◆ **Records supplied**
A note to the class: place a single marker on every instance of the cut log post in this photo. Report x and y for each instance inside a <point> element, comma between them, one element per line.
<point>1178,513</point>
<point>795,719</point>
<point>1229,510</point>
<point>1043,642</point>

◆ **Exercise directions**
Reproduce every row above verbatim, one line per row, keeping all characters and tags unchanged.

◆ **Solution**
A note to the class: place a single marker on every instance of the cut log post in this photo. Report x and y for each instance inside a <point> element, comma between them, one element per line.
<point>1178,513</point>
<point>795,719</point>
<point>1229,510</point>
<point>1043,642</point>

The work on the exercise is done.